#### [Extracted text]
#####

# 4wd systems in Ford



## SCSIndust (Mar 4, 2003)

Hello all,

I am looking to buy a newer truck this year (94 to ?).I am trying to stay under 20K, more like 15K. I know our older Fords that we have don't have as good of a 4wd system as our Chevy's. I mean that the Fords will spin only two of the four wheels in 4wd. Our chevys spin all 4 at the same time. We have an '86 Bronco, and our contractor has a '95 F250. We have a '87 and a '02 Chevy, and both will spin all 4 wheels, but the Fords won't. I am looking at getting a 1 ton dually diesel, and I would like to get a Ford, but from what I have seem, Chevy's have the better 4wd system. I am not sure about Dodge's system. Any info anyone could give me on the subject would be greatly appreciated.


----------



## Pelican (Nov 16, 2001)

Depending on the type of work you do, you shouldn't have much trouble with the Ford system. I plow streets with my 550, I had a 350 dump prior to this truck, and I ran it in 2WD most of the time. If you put a bucket of material in the dump, you'll have plenty of traction.

Ford's limited slip rear axle leaves a lot to be desired. I took mine back to the dealer because I thought it wasn't working. I purposely stopped on a hill with one wheel on ice and the other on pavement, and I couldn't get the truck to move up the hill. I told the dealer of this, he explained that with this system you must lightly apply the parking brake to transfer torque to the good wheel. Who's got time for this? I like Chevy's rears better too, they lock up when one wheel spins. If you need this type of traction, there are aftermarket rears available to provide it.

Even though you mention you are looking for an F-350 which will be equipped with a monobeam front axle, let me warn you against the Twin Traction Beam found on the F-250. It provides independent front suspension, but at a cost. The carrying capacity of this axle is very low, it's rated for plow duty, but doesn't hold up well. 

I sold my '97 Powerstroke F-350 dump, plow and sander equipped last year for $22,000, this should give you an idea of what you're shooting for. In order to get a Powerstroke, you'll be looking at '95 1/2 and newer models


----------



## bam (Jan 14, 2001)

laurel, md.

i wouldn't worry too much about 4 wheel drive especially if youre getting a doolie. like pelican said put a load of salt or bagged material in the bed for some weight.

while the old superduties and newer f450s weigh abit more than a 350 doolie, we rarely have had problems plowing with our 2 wheel drive trucks.

the key is that we add ballast to the beds and use traction tires.


----------



## Team_Yamaha (Nov 30, 2002)

I put Detroit lockers in the rears of all of my trucks, works great, and also run air lockers in the front of my 03 and 97. So I have true 4wd no matter what conditions are. Also just to make a correction, the Power Stroke diesel was offered from 94 1/2 and newer (sorry Pelican). I had a 94 and when I bought it the dealer told me it was the indirect injection with a turbo, but when I opened the hood there was the "Power Stroke Turbo Diesel" badge looking at me. If you do look at a 94 just watch out, there were three different diesels offered that year, the indirect injection non turbo, indirect injection turbo, and direct injection turbo (Power Stroke). Good luck with getting a new truck..


----------

#####

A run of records
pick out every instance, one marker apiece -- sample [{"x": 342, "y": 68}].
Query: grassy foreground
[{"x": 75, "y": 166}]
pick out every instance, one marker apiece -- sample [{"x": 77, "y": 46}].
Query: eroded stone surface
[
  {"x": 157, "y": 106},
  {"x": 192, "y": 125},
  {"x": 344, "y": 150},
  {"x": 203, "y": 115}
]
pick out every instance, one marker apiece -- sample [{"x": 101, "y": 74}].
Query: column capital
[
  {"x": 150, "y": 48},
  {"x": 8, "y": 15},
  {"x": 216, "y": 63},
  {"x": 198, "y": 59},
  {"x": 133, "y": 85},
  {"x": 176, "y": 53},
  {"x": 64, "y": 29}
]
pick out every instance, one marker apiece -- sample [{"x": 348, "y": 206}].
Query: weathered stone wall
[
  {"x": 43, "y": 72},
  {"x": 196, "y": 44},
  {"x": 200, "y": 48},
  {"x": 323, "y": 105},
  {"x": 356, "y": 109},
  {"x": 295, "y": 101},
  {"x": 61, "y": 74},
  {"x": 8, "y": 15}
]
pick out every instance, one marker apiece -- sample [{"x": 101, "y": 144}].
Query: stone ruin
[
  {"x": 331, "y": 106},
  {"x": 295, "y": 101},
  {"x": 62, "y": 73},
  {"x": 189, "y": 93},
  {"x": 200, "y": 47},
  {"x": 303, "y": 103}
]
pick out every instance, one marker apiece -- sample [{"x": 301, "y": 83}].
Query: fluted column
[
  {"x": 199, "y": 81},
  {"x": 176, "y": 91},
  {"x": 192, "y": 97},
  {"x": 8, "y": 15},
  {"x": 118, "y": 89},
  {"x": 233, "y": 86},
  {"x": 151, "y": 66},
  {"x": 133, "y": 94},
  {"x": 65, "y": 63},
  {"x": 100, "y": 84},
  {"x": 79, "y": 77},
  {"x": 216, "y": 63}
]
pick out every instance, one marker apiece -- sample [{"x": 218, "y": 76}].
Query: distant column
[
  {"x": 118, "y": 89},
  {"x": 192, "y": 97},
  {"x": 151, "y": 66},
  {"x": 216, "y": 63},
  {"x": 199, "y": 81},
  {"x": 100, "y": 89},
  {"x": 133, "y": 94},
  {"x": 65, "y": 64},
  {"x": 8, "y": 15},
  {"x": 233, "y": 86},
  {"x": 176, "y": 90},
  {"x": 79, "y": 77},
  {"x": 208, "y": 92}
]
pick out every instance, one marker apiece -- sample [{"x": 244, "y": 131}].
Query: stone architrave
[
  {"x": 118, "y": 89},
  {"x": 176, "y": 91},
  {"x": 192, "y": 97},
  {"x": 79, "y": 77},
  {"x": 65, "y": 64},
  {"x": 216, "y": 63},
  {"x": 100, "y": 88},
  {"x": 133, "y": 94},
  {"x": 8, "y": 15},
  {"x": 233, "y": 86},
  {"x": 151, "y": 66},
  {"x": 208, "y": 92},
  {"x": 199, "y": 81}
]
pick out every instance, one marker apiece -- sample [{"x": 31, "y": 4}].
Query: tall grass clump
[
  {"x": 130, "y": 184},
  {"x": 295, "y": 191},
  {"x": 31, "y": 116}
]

#####

#### [Stated exercise 1]
List the usernames of everyone who posted in the Ford 4wd thread.
#### [Stated exercise 2]
In the Ford 4wd thread, what did the dealer tell Pelican to do to send torque to the wheel with grip?
#### [Stated exercise 3]
Retype the part of the Ford 4wd thread that starts with the words "## bam (Jan" and ends with "for some weight.".
The records have nothing to do with this.

#### [Worked solution 1]
SCSIndust, Pelican, bam, Team_Yamaha

#### [Worked solution 2]
Lightly apply the parking brake.

#### [Worked solution 3]
## bam (Jan 14, 2001)

laurel, md.

i wouldn't worry too much about 4 wheel drive especially if youre getting a doolie. like pelican said put a load of salt or bagged material in the bed for some weight.